### Extract provided:
◆ ◆ ◆ ◆ ◆ ◆ ◆

Do You Guys Know How to Post Videos to Facebook? Why Mark Zuckerberg Should Buy a Sports Network

As we watch coverage of events at the Olympics that occurred 8 hours ago, social media websites such as Facebook and Twitter happen to be among the largest beneficiaries of the London games. Whether it’s complaining about NBC callously deleting a tribute to victims of terrorism from the Opening Ceremony (and then continuously digging themselves into a deeper hole again and again and again trying to justify the decision) or lauding the record-breaking Michael Phelps, we’ve seen further proof that what was once considered to be a solitary activity of sitting on a computer or checking a smartphone has actually been powered by large events that many of us experience together. Indeed, Bill Simmons asked Mark Cuban a few months ago at the MIT Sloan Analytics Conference about whether social media is eroding TV viewership, to which Cuban responded with a strong negative and used a line that ought to be plastered all around Silicon Valley: “Television drives social media.”

The irony in a world that is increasingly geared toward on-demand viewing and the use of time-shifting devices such as DVRs is that the events that are shown live and can draw large aggregate audiences watching them all at the same time have skyrocketed in value despite overall TV ratings being down. As I noted last year, sports leagues have arguably gained the most from this phenomenon since they not only draw large live audiences, but get the hardest-to-reach (and therefore most valuable) demographic of age 18-34 males. Advertisers still pay a significantly greater premium to reaching a lot of people in the same place, which is something that on-demand services and online streaming websites haven’t been able to replicate.

◆ ◆ ◆ ◆ ◆ ◆ ◆

Stored data
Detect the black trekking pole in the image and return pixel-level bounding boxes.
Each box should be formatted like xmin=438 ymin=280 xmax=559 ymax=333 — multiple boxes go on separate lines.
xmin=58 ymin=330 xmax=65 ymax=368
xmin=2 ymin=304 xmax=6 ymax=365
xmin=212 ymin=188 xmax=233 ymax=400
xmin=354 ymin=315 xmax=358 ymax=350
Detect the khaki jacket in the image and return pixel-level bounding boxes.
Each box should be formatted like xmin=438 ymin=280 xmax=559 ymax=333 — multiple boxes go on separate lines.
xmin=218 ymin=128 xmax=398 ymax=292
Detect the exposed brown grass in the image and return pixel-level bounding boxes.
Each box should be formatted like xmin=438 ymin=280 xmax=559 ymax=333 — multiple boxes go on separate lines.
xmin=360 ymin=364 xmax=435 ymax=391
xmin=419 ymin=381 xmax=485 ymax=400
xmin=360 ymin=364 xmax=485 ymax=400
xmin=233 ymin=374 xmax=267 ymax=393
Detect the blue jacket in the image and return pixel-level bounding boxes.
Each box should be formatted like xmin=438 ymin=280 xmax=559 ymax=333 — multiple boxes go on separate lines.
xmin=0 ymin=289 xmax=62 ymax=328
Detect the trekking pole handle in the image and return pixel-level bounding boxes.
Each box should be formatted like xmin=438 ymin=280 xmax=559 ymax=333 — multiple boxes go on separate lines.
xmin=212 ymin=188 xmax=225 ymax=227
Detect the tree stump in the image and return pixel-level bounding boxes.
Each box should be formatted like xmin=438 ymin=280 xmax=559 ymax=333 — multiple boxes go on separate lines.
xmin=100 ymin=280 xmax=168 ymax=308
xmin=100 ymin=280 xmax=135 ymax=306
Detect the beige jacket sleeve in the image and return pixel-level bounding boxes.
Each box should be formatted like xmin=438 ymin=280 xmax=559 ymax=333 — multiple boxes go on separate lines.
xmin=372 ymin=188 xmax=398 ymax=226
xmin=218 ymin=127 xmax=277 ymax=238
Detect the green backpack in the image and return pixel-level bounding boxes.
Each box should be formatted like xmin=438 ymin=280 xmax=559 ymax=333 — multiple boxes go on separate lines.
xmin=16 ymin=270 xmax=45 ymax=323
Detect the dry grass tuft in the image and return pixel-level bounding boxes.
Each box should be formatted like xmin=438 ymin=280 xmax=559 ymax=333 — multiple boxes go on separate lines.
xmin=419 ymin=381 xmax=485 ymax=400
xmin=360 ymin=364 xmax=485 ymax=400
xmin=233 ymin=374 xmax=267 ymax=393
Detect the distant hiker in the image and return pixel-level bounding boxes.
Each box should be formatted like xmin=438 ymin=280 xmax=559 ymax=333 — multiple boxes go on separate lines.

◆ ◆ ◆ ◆ ◆ ◆ ◆

### Exercise task 1:
Set down the portion of the article on social media and live TV, starting at "The irony in" and ending at "able to replicate.".
### Exercise task 2:
In the article on social media and live TV, what line did Mark Cuban use when asked whether social media is eroding TV viewership?

### Worked solution 1:
The irony in a world that is increasingly geared toward on-demand viewing and the use of time-shifting devices such as DVRs is that the events that are shown live and can draw large aggregate audiences watching them all at the same time have skyrocketed in value despite overall TV ratings being down. As I noted last year, sports leagues have arguably gained the most from this phenomenon since they not only draw large live audiences, but get the hardest-to-reach (and therefore most valuable) demographic of age 18-34 males. Advertisers still pay a significantly greater premium to reaching a lot of people in the same place, which is something that on-demand services and online streaming websites haven’t been able to replicate.

### Worked solution 2:
"Television drives social media."